• [DATA EXCERPTS]:
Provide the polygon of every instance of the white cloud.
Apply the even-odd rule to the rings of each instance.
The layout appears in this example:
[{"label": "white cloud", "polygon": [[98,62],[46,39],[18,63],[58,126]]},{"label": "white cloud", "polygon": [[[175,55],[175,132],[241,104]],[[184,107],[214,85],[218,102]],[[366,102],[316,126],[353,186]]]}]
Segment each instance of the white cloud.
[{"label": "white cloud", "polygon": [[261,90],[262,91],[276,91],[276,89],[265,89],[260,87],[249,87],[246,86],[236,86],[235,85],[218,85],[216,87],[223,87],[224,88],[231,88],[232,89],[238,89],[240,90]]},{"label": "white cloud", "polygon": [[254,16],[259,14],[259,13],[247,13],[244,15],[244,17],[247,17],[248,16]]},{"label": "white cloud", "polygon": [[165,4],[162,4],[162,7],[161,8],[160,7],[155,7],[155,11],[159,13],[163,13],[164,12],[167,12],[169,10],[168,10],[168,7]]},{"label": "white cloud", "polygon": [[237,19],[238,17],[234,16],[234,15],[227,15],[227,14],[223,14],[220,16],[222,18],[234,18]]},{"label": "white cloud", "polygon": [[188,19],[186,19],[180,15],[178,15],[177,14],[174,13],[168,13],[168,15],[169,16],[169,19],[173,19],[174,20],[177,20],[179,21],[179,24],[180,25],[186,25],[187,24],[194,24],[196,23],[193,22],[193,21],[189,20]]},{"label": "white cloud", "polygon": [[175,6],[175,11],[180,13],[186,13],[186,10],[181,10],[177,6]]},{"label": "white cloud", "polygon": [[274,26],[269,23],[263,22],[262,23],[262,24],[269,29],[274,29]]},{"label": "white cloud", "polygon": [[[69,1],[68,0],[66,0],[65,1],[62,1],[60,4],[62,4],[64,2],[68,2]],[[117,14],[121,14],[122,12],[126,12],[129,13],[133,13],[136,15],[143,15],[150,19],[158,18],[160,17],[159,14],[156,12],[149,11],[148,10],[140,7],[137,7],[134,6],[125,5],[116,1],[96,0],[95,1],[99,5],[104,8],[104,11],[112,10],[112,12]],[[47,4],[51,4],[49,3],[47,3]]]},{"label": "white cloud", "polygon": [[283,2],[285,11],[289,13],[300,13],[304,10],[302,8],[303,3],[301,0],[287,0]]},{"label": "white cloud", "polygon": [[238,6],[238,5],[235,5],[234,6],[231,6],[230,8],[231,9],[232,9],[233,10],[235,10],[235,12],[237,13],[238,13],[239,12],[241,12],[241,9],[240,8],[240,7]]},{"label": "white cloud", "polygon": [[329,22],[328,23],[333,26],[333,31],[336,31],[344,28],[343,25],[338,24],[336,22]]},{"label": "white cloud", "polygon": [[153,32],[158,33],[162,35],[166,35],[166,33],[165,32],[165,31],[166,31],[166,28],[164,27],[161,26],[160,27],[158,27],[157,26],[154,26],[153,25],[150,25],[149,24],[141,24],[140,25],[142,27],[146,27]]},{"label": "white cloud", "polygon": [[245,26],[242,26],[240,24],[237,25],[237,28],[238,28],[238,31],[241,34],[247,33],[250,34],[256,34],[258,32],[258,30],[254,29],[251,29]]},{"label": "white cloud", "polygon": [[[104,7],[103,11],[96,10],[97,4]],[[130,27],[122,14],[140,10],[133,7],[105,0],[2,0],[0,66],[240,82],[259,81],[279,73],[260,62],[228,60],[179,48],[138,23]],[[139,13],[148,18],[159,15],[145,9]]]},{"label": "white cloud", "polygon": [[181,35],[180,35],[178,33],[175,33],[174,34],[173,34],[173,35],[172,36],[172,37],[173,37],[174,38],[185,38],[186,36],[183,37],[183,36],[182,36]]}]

• [BRIEF]: Please copy the entries above word for word, with every line unchanged.

• [ANSWER TO THE PROBLEM]:
Provide the polygon of every instance of the white cloud.
Apply the even-odd rule to the rings of each instance.
The layout appears in this example:
[{"label": "white cloud", "polygon": [[98,62],[46,39],[18,63],[58,126]]},{"label": "white cloud", "polygon": [[[175,55],[175,132],[241,104]],[[184,107],[214,85],[218,102]],[[366,102],[316,126],[353,186]]]}]
Segment each instance of the white cloud.
[{"label": "white cloud", "polygon": [[261,90],[262,91],[276,91],[276,89],[265,89],[260,87],[249,87],[246,86],[236,86],[235,85],[218,85],[216,87],[223,87],[224,88],[231,88],[232,89],[238,89],[240,90]]},{"label": "white cloud", "polygon": [[254,16],[259,14],[259,13],[247,13],[244,15],[244,17],[247,17],[248,16]]},{"label": "white cloud", "polygon": [[165,4],[162,4],[162,7],[161,8],[160,7],[155,7],[155,11],[159,13],[163,13],[164,12],[167,12],[169,10],[168,10],[168,7]]},{"label": "white cloud", "polygon": [[237,19],[238,17],[234,16],[234,15],[227,15],[227,14],[223,14],[220,16],[222,18],[234,18]]},{"label": "white cloud", "polygon": [[188,19],[186,19],[180,15],[178,15],[177,14],[174,13],[168,13],[168,15],[169,16],[169,19],[173,19],[174,20],[177,20],[179,21],[179,24],[180,25],[186,25],[187,24],[194,24],[196,23],[193,22],[193,21],[189,20]]},{"label": "white cloud", "polygon": [[175,6],[175,11],[180,13],[186,13],[186,10],[181,10],[177,6]]},{"label": "white cloud", "polygon": [[274,26],[269,23],[263,22],[262,23],[262,24],[269,29],[274,29]]},{"label": "white cloud", "polygon": [[[69,1],[68,0],[66,0],[65,1],[62,1],[60,4],[62,4],[64,2],[68,2]],[[117,14],[121,14],[122,12],[126,12],[129,13],[133,13],[136,15],[143,15],[150,19],[158,18],[160,17],[159,14],[156,12],[149,11],[148,10],[140,7],[137,7],[134,6],[125,5],[116,1],[96,0],[95,1],[99,5],[104,8],[104,11],[112,10],[112,12]],[[47,4],[51,4],[49,3],[47,3]]]},{"label": "white cloud", "polygon": [[283,2],[285,11],[289,13],[300,13],[304,10],[302,8],[303,3],[301,0],[287,0]]},{"label": "white cloud", "polygon": [[238,6],[238,5],[235,5],[234,6],[231,6],[230,8],[231,9],[232,9],[233,10],[235,10],[235,12],[237,13],[238,13],[239,12],[241,12],[241,9],[240,8],[240,7]]},{"label": "white cloud", "polygon": [[329,22],[328,23],[333,26],[333,31],[336,31],[344,28],[343,25],[338,24],[336,22]]},{"label": "white cloud", "polygon": [[153,32],[158,33],[162,35],[166,35],[166,33],[165,32],[165,31],[166,31],[166,28],[164,27],[161,26],[160,27],[158,27],[157,26],[154,26],[153,25],[150,25],[149,24],[141,24],[140,25],[142,27],[146,27]]},{"label": "white cloud", "polygon": [[245,26],[242,26],[240,24],[237,25],[237,28],[238,28],[238,31],[241,34],[247,33],[250,34],[256,34],[258,32],[258,30],[254,29],[251,29]]},{"label": "white cloud", "polygon": [[[104,7],[103,11],[96,10],[97,4]],[[130,27],[122,14],[140,10],[133,7],[105,0],[2,0],[0,66],[240,82],[259,81],[279,73],[260,62],[228,60],[179,48],[138,23]],[[139,13],[148,18],[159,15],[145,9]]]},{"label": "white cloud", "polygon": [[181,35],[180,35],[178,33],[175,33],[174,34],[173,34],[173,35],[172,36],[172,37],[173,37],[174,38],[185,38],[186,36],[183,37],[183,36],[182,36]]}]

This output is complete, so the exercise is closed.